Passage du texte

▽

Abidjan, le 23-10-15 (lepointsur.com)-Maître de Conférences à l’université Félix Houphouët-Boigny de Cocody, Directeur de publication de la revue « Le Didiga », poète-écrivain, éditeur libre, le Prof Konan Roger LANGUI, revient sur la crise au sein de la Coordination Nationale des Enseignants et Chercheurs (CNEC) et révèle la création du Conseil National du Supérieur (CNS).

Vous avez récemment, avec deux de vos camarades de la CNEC,  dans une adresse à vos camarades membres,  dénoncé certaines réalités au sein de ce mouvement. Que se passe-t-il exactement ?

△

Données affichées
▽

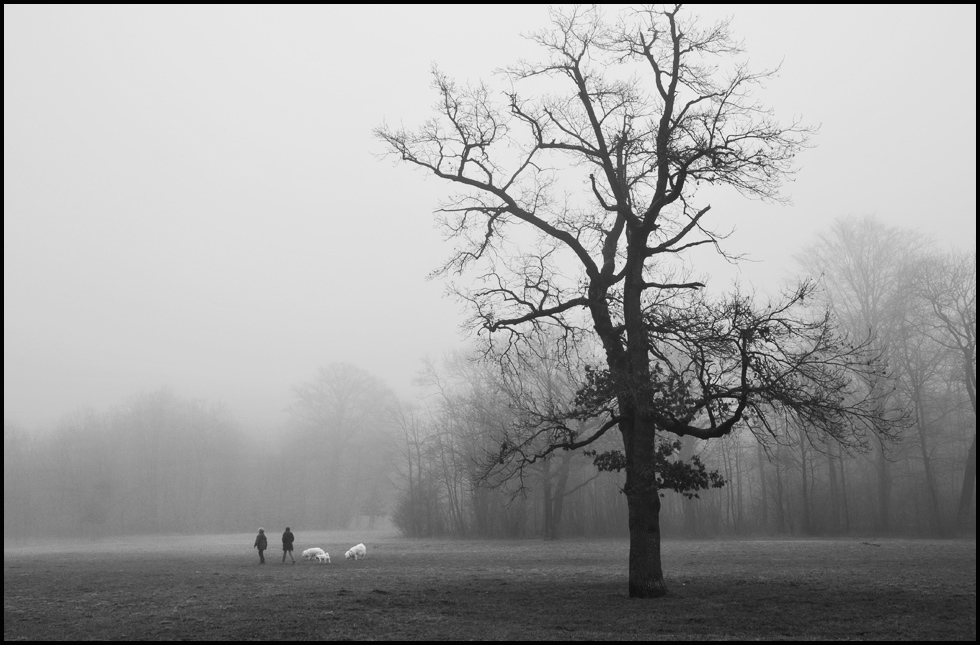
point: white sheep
(356, 552)
(310, 554)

△

Veuillez reprendre le passage du texte sur la crise à la CNEC en commençant à « Vous avez récemment, avec » et en terminant à « se passe-t-il exactement ? », et renommez « mouvement » en « syndicat ».

Réponse complète
Vous avez récemment, avec deux de vos camarades de la CNEC,  dans une adresse à vos camarades membres,  dénoncé certaines réalités au sein de ce syndicat. Que se passe-t-il exactement ?